Start of DATA UNDER STUDY

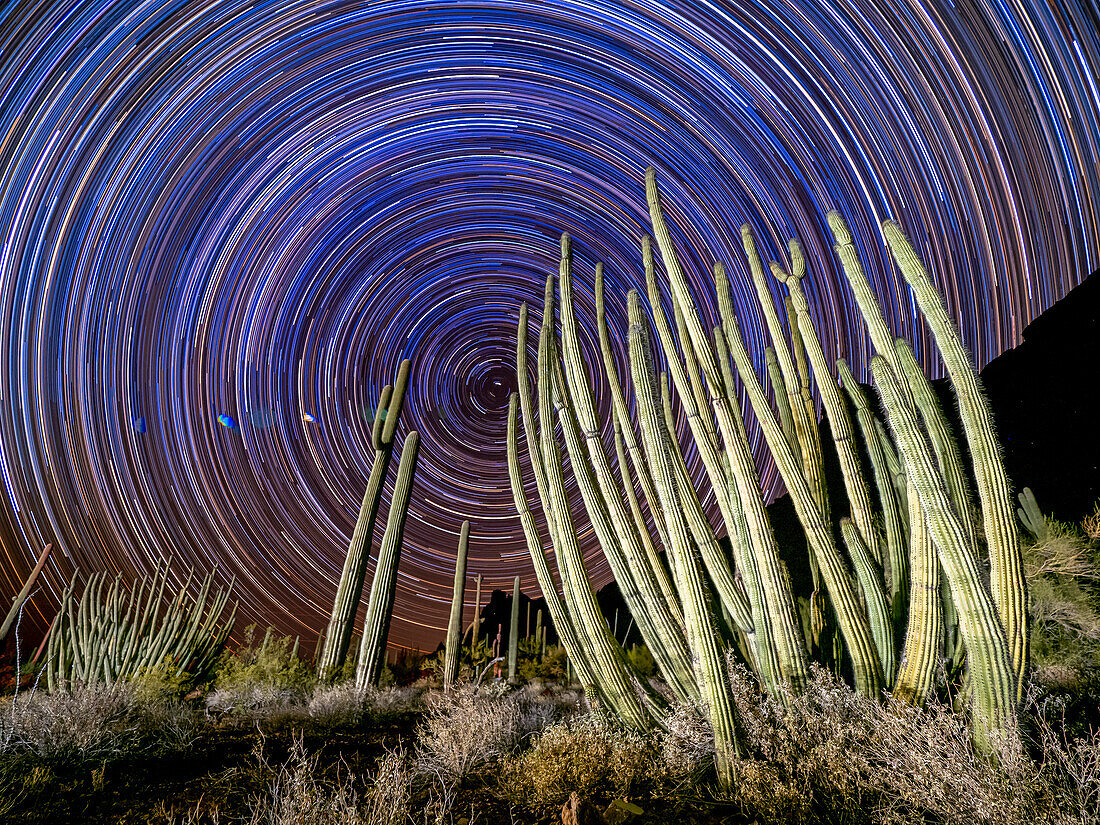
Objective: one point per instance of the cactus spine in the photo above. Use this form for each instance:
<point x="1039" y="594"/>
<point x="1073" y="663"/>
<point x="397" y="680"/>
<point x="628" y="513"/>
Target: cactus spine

End of DATA UNDER STUDY
Start of DATA UNDER STUDY

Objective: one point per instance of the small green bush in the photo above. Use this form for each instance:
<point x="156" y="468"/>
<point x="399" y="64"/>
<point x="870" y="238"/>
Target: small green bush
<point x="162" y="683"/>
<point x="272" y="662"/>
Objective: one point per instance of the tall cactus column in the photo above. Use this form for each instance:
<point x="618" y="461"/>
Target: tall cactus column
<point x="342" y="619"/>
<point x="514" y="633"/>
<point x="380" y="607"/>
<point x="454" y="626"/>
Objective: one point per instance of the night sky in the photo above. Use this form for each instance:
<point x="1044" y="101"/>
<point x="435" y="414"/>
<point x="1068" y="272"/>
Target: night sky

End of DATA UNDER STUDY

• INSTRUCTIONS FOR THE TASK:
Scan the records above and show every line in which the word "night" occurs.

• RESPONSE TO THIS EXERCISE:
Objective: one point per instance of the night sky in the photo above. Use this form for each instance:
Target: night sky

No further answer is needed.